Your task – Print the lines of the data, starting with the first, up to and including the line where "box: [580, 209, 628, 262]" appears.

· · · · ·

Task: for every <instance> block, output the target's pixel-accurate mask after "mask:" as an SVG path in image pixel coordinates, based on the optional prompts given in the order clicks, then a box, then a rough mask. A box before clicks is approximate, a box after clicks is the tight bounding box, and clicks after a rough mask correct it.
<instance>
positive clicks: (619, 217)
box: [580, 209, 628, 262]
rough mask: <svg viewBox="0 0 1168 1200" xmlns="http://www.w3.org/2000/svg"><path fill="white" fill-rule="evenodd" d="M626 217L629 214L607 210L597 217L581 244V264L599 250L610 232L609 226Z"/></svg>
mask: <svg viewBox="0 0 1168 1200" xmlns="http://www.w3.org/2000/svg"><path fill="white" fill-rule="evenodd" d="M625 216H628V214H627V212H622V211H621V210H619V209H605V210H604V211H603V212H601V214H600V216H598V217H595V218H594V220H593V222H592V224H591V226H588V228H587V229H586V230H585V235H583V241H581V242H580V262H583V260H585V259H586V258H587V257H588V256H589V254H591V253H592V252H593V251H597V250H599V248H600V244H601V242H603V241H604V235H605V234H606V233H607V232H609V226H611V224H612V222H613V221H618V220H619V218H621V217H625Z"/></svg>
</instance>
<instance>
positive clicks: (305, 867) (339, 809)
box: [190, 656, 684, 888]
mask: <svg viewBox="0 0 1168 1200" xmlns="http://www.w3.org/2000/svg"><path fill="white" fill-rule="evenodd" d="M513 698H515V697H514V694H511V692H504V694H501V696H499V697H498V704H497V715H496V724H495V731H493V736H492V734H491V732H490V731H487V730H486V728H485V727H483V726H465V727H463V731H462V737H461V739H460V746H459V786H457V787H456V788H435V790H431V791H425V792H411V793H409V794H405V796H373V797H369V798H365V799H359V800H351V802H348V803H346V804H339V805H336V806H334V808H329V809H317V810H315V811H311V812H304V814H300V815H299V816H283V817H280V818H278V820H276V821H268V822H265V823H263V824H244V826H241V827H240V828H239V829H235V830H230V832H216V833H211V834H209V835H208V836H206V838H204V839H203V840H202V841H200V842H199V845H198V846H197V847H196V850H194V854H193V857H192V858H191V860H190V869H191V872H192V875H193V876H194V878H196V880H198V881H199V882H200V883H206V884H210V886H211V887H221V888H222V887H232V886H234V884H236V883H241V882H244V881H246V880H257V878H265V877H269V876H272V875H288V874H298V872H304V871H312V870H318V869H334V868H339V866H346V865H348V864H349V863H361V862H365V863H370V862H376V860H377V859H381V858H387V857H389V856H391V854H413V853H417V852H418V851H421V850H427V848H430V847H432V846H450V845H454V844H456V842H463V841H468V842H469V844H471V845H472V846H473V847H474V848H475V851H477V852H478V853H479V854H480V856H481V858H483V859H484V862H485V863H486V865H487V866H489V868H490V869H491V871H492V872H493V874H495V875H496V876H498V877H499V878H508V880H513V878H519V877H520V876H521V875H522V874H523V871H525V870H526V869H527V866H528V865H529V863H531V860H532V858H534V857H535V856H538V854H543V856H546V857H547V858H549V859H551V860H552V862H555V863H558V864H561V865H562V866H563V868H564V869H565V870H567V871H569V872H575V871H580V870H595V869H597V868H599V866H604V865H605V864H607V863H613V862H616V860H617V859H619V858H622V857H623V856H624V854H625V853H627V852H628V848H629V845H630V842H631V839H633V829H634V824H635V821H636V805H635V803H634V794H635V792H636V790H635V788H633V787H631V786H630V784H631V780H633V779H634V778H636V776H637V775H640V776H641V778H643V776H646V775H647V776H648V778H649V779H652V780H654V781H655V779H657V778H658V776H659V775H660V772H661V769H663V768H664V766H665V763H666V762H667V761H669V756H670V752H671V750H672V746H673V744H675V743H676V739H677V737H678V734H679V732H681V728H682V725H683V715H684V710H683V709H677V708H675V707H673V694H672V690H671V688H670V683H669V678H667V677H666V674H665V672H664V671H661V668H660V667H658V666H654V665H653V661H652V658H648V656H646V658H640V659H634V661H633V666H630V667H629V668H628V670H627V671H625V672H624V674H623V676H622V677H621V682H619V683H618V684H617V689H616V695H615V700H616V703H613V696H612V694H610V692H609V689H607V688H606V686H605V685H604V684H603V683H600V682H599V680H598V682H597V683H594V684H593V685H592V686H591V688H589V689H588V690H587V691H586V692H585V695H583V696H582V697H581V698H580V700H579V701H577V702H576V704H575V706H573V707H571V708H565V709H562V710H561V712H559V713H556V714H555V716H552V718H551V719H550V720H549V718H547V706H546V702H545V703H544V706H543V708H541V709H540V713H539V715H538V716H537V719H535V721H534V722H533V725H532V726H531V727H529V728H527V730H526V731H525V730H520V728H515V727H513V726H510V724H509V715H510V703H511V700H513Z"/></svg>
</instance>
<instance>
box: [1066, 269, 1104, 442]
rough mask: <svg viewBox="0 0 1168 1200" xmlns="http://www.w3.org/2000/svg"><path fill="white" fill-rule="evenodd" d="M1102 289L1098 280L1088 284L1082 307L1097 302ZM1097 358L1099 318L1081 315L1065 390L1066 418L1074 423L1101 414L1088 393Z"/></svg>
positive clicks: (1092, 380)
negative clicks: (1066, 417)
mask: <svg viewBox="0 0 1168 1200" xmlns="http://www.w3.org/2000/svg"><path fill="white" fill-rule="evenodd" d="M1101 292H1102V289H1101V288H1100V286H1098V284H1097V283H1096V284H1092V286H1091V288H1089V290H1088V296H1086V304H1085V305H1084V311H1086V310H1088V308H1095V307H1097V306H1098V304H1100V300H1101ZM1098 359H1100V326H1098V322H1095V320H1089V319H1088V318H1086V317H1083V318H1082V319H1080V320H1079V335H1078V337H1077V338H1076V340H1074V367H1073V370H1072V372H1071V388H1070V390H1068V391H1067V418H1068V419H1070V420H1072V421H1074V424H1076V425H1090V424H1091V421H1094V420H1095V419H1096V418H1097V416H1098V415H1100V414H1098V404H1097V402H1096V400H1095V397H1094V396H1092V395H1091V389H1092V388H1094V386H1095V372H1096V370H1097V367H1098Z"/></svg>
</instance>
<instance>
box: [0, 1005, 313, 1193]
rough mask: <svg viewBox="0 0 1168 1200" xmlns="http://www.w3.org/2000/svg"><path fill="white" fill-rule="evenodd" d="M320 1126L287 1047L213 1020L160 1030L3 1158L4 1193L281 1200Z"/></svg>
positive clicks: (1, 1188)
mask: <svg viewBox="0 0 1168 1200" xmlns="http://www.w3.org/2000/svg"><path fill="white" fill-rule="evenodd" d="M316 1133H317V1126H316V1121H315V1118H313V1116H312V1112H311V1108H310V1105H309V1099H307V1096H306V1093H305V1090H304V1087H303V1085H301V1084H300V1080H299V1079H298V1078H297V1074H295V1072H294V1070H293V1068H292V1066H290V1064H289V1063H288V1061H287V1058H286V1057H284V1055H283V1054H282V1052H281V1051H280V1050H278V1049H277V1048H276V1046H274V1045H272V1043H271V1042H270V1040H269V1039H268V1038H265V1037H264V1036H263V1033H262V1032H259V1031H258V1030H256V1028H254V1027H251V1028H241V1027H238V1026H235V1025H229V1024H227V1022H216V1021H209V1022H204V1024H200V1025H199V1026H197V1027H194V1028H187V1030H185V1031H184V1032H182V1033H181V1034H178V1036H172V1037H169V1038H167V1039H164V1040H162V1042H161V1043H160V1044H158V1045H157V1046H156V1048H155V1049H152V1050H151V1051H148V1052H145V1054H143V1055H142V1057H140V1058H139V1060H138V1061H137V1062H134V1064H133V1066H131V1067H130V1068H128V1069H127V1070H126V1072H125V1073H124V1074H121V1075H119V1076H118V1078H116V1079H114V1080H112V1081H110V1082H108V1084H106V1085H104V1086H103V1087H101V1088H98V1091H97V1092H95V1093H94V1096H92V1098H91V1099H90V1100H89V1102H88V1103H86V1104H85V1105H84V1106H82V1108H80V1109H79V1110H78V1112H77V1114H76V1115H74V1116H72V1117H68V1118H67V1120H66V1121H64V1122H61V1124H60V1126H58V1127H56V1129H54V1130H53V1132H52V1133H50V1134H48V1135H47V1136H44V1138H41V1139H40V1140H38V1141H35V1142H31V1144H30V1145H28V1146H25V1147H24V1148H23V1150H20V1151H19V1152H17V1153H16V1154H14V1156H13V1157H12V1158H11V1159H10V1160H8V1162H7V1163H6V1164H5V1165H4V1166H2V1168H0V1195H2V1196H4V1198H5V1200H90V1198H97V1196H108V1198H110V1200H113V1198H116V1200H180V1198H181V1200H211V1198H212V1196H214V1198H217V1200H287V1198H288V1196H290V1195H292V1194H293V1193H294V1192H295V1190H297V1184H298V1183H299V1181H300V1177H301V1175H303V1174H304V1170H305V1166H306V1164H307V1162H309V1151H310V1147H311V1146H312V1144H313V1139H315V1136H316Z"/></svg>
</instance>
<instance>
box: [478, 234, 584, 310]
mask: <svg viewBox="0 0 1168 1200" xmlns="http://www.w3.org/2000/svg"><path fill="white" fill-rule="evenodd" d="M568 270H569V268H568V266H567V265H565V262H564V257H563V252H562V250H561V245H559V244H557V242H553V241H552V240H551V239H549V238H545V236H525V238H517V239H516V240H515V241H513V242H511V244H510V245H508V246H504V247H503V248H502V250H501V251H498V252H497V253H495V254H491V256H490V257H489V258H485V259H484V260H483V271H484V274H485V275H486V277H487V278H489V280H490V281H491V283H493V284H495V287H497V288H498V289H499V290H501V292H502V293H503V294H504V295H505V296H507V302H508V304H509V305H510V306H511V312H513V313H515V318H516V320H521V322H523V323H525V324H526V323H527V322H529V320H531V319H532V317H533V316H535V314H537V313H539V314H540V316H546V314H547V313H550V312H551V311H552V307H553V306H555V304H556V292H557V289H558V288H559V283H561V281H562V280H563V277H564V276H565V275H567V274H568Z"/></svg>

· · · · ·

Reply –
Task: for every <instance> block, output the target's pixel-accurate mask after "mask:" as an SVG path in image pixel coordinates, based on the optional prompts given in the order clicks, then a box, then a rough mask. A box before clicks is approximate, a box after clicks is the tight bounding box, and clicks after a rough mask correct it.
<instance>
positive clicks: (619, 217)
box: [580, 209, 628, 262]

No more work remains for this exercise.